● Conjunto de tareas:
1/ En el fragmento sobre la política española de 1918, ¿quién organizó las elecciones convocadas por el gobierno?
2/ Escribe una continuación del fragmento sobre la política española de 1918 a partir de su última frase.

● Fragmento seleccionado:
______

Éste, en efecto, demostró una completa ausencia de dirección. Según recuerda Romanones en sus memorias fue un «engendro caótico», sin un programa común o aun con programas divergentes. Frente a un García Prieto cada vez más desdibujado la figura dominante resultaba La Cierva, hasta el punto de que un coplero de la época describió muy bien la situación con estos versos: «Ni Prieto es presidente/ni tal rango conserva/García es simplemente/García, el asistente/del general La Cierva». Las elecciones convocadas por el gobierno y organizadas por una persona independiente, el vizconde de Matamala, fueron calificadas como «renovadoras» pero, en realidad, lo resultaron mucho menos de lo que esta palabra podía hacer pensar porque, como en ocasiones anteriores, figuras del gobierno utilizaron su puesto para obtener actas. Además, los resultados no resolvieron nada, como desde un principio parecía previsible, porque el panorama parlamentario no fue otro que el de producir una enorme fragmentación de la vida política. Ante las elecciones, la Lliga catalana había defendido lo que Cambó denominó como la campaña de la «Espanya gran». Antes de que los comicios se realizaran el partido catalanista afirmó que «si los ciudadanos no supieran o no quisieran darse una representación parlamentaria, una sensación de impotencia y desesperanza invadiría los espíritus». Así sucedió y ello, sin duda, contribuyó a la crisis gubernamental. Ésta tuvo lugar como consecuencia de la actitud crecientemente autoritaria de La Cierva quien, aparte de sus exigencias sobre la reforma del Ejército, quiso militarizar al personal de Correos cuando éste pretendió actuar de una manera semejante a como lo habían hecho las Juntas.

La crisis del gobierno García Prieto, en marzo de 1918, fue aún más grave que la anterior porque durante ella dio la sensación de que nadie estaba dispuesto a hacerse con el poder y que quien lo estaba no tenía apoyo suficiente. Finalmente, ante la amenaza de abdicación real y gracias a los buenos oficios de Romanones, se consiguió la creación de un Gobierno Nacional en el que se reunieron las figuras más importantes de la política española de la época, desde Maura a Dato, pasando por Cambó y Alba (que eran las dos figuras más nuevas y destacadas), Romanones y García Prieto. El gobierno fue recibido con entusiasme recogido por todos los cronistas de la época porque satisfacía el habitual mesianismo de los españoles. De él participaron incluso algunos de sus miembros como un Maura, «eufórico» según Cambó, porque ahora se le reivindicaba como primer político español después de haber sido supuestamente «preteride» en 1909. Sin embargo, la realidad es que la obra del gobierno fue reducida y que quienes lo componían acabaron profundamente decepcionados de su pertenencia al mismo.

______

(Extractos del conjunto de datos de anotación de ubicaciones)
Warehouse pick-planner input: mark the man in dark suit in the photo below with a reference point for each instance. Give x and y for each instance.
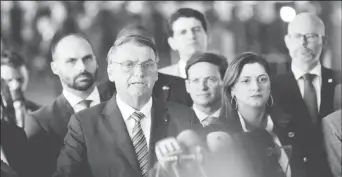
(14, 72)
(13, 146)
(167, 87)
(75, 64)
(307, 91)
(117, 138)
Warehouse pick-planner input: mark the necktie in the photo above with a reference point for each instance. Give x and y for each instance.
(140, 144)
(209, 120)
(84, 104)
(310, 97)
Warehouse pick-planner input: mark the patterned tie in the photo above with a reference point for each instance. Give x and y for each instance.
(310, 97)
(140, 144)
(209, 120)
(84, 104)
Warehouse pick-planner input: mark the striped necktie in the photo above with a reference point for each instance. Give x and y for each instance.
(140, 144)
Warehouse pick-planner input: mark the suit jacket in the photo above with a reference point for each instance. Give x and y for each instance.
(172, 70)
(287, 96)
(255, 142)
(167, 88)
(46, 129)
(14, 145)
(333, 140)
(98, 138)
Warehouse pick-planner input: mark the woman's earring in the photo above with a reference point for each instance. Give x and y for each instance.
(271, 104)
(232, 102)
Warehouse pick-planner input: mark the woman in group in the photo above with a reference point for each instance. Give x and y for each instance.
(260, 129)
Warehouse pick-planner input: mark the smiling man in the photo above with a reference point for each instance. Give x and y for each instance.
(204, 84)
(117, 137)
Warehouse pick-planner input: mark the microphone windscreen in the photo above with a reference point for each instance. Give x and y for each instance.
(219, 141)
(189, 138)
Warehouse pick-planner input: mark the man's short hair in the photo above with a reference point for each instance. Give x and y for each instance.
(136, 33)
(215, 59)
(186, 12)
(59, 35)
(12, 59)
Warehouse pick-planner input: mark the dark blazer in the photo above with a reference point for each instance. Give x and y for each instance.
(332, 140)
(98, 138)
(287, 96)
(46, 129)
(256, 142)
(14, 144)
(167, 88)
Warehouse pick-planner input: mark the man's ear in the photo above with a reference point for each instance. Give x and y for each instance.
(171, 42)
(54, 67)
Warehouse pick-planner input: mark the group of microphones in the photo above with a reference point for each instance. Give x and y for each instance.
(193, 155)
(217, 154)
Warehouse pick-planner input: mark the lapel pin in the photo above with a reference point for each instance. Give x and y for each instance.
(291, 134)
(166, 88)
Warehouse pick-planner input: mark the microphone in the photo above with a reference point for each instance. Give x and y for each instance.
(19, 106)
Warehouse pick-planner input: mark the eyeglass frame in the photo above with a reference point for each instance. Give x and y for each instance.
(135, 64)
(206, 79)
(298, 36)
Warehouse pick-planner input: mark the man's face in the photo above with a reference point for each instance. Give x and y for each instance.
(188, 37)
(75, 63)
(204, 84)
(14, 77)
(133, 68)
(304, 42)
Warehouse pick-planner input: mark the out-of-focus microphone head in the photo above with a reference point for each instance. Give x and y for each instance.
(189, 138)
(219, 141)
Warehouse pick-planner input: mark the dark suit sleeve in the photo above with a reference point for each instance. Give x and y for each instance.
(73, 154)
(332, 142)
(32, 126)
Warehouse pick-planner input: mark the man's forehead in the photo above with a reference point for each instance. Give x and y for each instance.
(185, 23)
(306, 23)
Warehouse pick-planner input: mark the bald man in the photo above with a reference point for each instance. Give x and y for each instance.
(75, 64)
(306, 91)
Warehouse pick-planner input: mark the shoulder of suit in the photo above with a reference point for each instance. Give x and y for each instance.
(170, 70)
(92, 112)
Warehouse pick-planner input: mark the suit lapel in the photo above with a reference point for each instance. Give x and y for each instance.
(117, 127)
(327, 90)
(159, 124)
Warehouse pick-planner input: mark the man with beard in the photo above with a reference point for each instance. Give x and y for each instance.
(75, 64)
(307, 91)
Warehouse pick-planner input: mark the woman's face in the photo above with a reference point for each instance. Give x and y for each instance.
(253, 86)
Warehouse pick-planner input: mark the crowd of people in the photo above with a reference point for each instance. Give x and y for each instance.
(203, 116)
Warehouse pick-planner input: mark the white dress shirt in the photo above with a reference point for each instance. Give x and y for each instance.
(317, 81)
(181, 68)
(283, 160)
(74, 100)
(145, 122)
(201, 115)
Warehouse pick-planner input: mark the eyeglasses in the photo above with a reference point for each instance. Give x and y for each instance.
(310, 37)
(210, 81)
(129, 65)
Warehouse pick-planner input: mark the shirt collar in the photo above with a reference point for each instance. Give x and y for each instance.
(127, 110)
(201, 115)
(269, 124)
(181, 67)
(298, 73)
(74, 99)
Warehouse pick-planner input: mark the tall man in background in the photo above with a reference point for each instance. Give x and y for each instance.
(307, 91)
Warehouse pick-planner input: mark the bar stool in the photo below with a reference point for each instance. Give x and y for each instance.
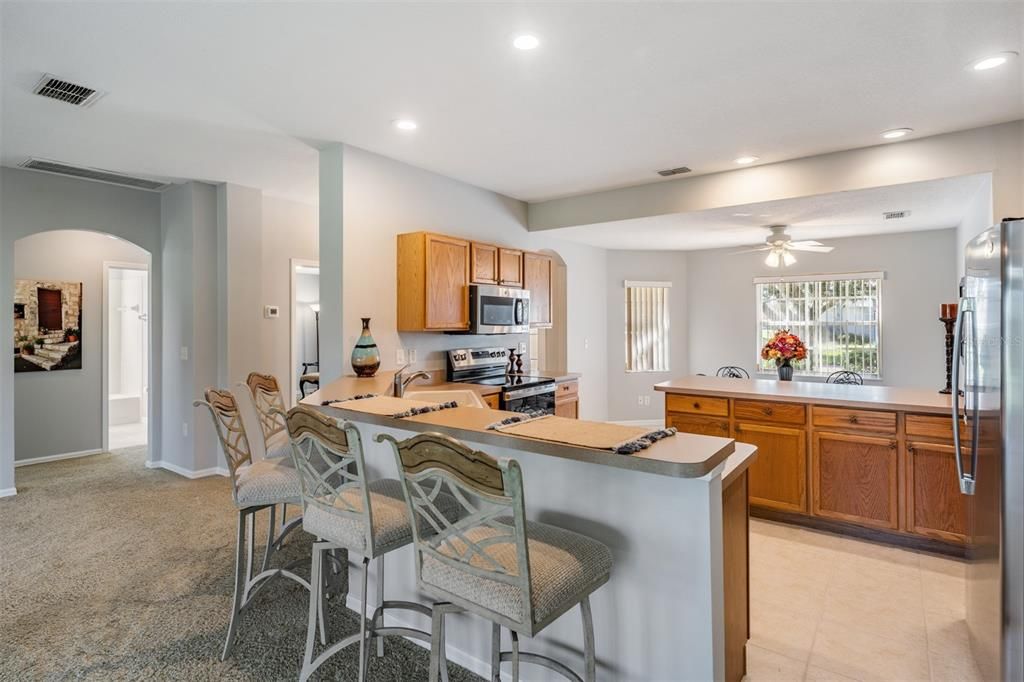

______

● Respuestas por tarea:
1/ El vizconde de Matamala.

2/
Durante los nueve meses que duró el Gobierno Nacional consiguió sortear los últimos peligros que rondaban a la neutralidad española, pero el programa llevado a la práctica fue muy limitado. Una de las principales preocupaciones del gabinete fue lograr los recursos económicos para financiar las reformas militares, pero éstas eran inapropiadas, como sabemos, y ni siquiera fueron discutidas por temor a despertar las iras del Ejército: el propio ministro de la Guerra, Marina, dimitió el día que se aprobaron. Testimonio de hasta qué punto eran una solución insuficiente es el hecho de que ni siquiera se hacía mención en ellas de Marruecos, un problema fundamental y que en el futuro todavía habría de serlo más. Otras medidas aprobadas por el gobierno fueron positivas pero muy limitadas: la nueva Ley de Funcionarios facilitó la profesionalización de la administración y el reglamento de la Cámara, acortó los debates, introduciendo el procedimiento de la «guillotina», y creando las Comisiones Legislativas. De todos modos éstas figuraron entre las medidas más positivas tomadas por los políticos de la Restauración en la recta final de su existencia.

Aunque hubo hasta el final en el gabinete ministros que, como Cambó, mantuvieron el entusiasmo, a medida que el tiempo pasaba cada vez se hacía más patente la presión sobre cada uno de ellos del grupo político que presidían para que abandonara el poder porque, de estar en él, se iban a derivar muchos más inconvenientes que beneficios. Sánchez Guerra, el segundo del partido conservador, comentó cuando su jefe, Dato, le informó que «estaba en Estado» que «no le extrañaba después de lo que le han hecho», aludiendo a su supuesta preterición. El mismo Maura llegó a afirmar que el gobierno no era otra cosa que una «monserga».

En definitiva, la crisis del Gobierno Nacional se produjo como consecuencia de la actitud de Santiago Alba, una de las personalidades más brillantes de sus componentes. De cara a la opinión pública Alba se mostró quejoso por la no aprobación de la Ley sobre Enseñanza primaria pero, en realidad, existía un pugilato inevitable entre sus propuestas y las de Cambó, ministro de Fomento. De nuevo el político liberal, capaz de proponer una política modernizadora, aparecía, sin embargo, como un factor de desagregación en la vida política. Al dimitir, Alba, que provocó en su contra una reacción airada incluso en el Rey, intentó, como Moret años antes, un acercamiento del grupo político que lideraba, la Izquierda Liberal, al republicanismo. La verdad es que este intento no fraguó a no ser que se entienda por tal la fórmula, en realidad bastante edulcorada, de la Concentración Liberal.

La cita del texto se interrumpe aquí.